• TESTO FORNITO

***

Ciò non significa necessariamente la riduzione della cultura al livello,
ancora molto basso, dei «fumetti», dei «gialli», del cinematografo o
degli spettacoli televisivi: significa che si farà la scienza senza fare
insieme la storia della scienza, la filosofia senza la storia della
filosofia, l’arte senza la storia dell’arte. Ad un altro livello, anche
più pericoloso, si farà la politica senza la esperienza e la coscienza
della storia: la più brutale e crudele delle politiche, la politica di
potere o, come eufemisticamente si dice, di prestigio.

***

• SEZIONE DATI
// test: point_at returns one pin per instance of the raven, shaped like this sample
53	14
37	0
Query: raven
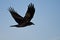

***

• OBIETTIVI
A - Secondo il testo fornito, perché fare la politica senza l'esperienza e la coscienza della storia rappresenta un livello anche più pericoloso? Rispondi in una o due frasi.
B - Riporta dal testo fornito il passo che inizia con «Ciò non significa» e termina con «dice, di prestigio.».

• RISULTATI
A - Fare la politica senza l'esperienza e la coscienza della storia è più pericoloso perché produce la più brutale e crudele delle politiche. È la politica di potere, che eufemisticamente viene chiamata politica di prestigio.

B -
Ciò non significa necessariamente la riduzione della cultura al livello,
ancora molto basso, dei «fumetti», dei «gialli», del cinematografo o
degli spettacoli televisivi: significa che si farà la scienza senza fare
insieme la storia della scienza, la filosofia senza la storia della
filosofia, l’arte senza la storia dell’arte. Ad un altro livello, anche
più pericoloso, si farà la politica senza la esperienza e la coscienza
della storia: la più brutale e crudele delle politiche, la politica di
potere o, come eufemisticamente si dice, di prestigio.